Kutipan Dokumen:
:::::

“Besar Gunung, Masih Besar Hati Nenek”

Jurnalis : Hadi Pranoto, Fotografer : Hadi Pranoto
 
 

fotoSabtu, 13 Februari 2010, relawan Tzu Chi mengunjungi Panti Wreda Budi Mulia 04 di Jakarta Selatan. Kegiatan ini dilakukan untuk memberi perhatian dan kebahagiaan kepada para penghuni panti menjelang perayaan Imlek 2561/2010.

Sabtu pagi, 13 Februari 2010, cuaca terlihat sangat mendung. Awan hitam merata membayangi langit Jakarta. Sepertinya perayaan tahun Imlek kali ini juga akan diiringi turunnya hujan. Benar saja, tak lama kemudian hujan pun turun. Cuaca yang dingin dan hujan lebat membuat suasana tampak sunyi. Tapi tidak demikian dengan suasana di Panti Sosial Tresna Wreda Budi Mulia 04 Margaguna, para penghuninya yang mayoritas manula – berusia di atas 60 tahun – tampak bersemangat dengan wajah ceria menyambut kedatangan relawan Tzu Chi. Hujan dan cuaca yang dingin menjadi hangat dengan cinta kasih yang diberikan insan Tzu Chi.

:::::

Cuplikan Data:
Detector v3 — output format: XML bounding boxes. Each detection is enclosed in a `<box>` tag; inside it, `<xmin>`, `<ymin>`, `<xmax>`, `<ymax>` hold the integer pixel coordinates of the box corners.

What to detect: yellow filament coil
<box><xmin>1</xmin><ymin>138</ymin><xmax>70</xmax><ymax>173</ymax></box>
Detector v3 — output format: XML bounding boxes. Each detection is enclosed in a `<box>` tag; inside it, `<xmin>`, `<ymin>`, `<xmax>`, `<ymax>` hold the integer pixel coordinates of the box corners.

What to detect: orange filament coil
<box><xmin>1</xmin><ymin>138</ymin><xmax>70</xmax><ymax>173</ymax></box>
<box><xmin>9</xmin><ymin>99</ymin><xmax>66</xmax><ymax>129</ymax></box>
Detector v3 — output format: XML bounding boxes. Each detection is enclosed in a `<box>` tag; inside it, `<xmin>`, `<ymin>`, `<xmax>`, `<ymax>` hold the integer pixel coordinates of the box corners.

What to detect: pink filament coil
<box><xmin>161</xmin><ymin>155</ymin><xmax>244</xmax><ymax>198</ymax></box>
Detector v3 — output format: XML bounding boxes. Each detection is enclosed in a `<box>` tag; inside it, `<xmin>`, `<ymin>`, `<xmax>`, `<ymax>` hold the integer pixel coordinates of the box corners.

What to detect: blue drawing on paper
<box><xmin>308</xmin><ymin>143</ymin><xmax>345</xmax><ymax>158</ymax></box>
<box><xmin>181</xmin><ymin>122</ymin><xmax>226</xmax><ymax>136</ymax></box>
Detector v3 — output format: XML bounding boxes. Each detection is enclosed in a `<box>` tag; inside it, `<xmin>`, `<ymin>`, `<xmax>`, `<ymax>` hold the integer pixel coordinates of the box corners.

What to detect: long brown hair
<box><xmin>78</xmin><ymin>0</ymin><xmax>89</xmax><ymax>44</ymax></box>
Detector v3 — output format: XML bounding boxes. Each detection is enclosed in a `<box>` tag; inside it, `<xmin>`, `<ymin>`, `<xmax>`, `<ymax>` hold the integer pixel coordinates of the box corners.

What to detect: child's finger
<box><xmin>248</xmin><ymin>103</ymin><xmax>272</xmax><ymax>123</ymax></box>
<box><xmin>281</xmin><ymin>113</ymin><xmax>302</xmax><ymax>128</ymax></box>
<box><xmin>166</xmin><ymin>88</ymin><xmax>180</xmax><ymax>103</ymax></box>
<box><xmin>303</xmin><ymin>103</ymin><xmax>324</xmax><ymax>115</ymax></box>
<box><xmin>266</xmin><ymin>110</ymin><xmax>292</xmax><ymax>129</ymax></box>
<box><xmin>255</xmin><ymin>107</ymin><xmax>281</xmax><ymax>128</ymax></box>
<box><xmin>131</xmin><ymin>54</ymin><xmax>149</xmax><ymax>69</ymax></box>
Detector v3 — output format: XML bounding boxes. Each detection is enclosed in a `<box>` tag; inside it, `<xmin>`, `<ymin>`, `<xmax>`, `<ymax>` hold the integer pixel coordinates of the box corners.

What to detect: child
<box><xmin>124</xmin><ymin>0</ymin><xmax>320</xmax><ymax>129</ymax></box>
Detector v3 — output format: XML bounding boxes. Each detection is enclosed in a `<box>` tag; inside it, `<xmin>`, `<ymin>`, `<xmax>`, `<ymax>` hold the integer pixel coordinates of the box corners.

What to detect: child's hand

:::::

Kerjakan Soal Berikut:
• a. Jawab pertanyaan berikut berdasarkan kutipan dokumen dengan penanda yang sama:
(i) Siapa jurnalis tulisan ini?
(ii) Menjelang perayaan apa kunjungan itu dilakukan?
(iii) Berapa usia mayoritas penghuni panti?
• b. Tolong terjemahkan kalimat "Cuaca yang dingin dan hujan lebat membuat suasana tampak sunyi." dari kutipan dokumen ke dalam bahasa Inggris.
• c. Cetak ulang semua teks kutipan dokumen dari "Sabtu pagi, 13" hingga "insan Tzu Chi." tanpa perubahan.

Jawaban Latihan:
• a.
(i) Hadi Pranoto
(ii) Imlek 2561/2010
(iii) Di atas 60 tahun

• b. The cold weather and heavy rain made the atmosphere seem quiet.

• c.
Sabtu pagi, 13 Februari 2010, cuaca terlihat sangat mendung. Awan hitam merata membayangi langit Jakarta. Sepertinya perayaan tahun Imlek kali ini juga akan diiringi turunnya hujan. Benar saja, tak lama kemudian hujan pun turun. Cuaca yang dingin dan hujan lebat membuat suasana tampak sunyi. Tapi tidak demikian dengan suasana di Panti Sosial Tresna Wreda Budi Mulia 04 Margaguna, para penghuninya yang mayoritas manula – berusia di atas 60 tahun – tampak bersemangat dengan wajah ceria menyambut kedatangan relawan Tzu Chi. Hujan dan cuaca yang dingin menjadi hangat dengan cinta kasih yang diberikan insan Tzu Chi.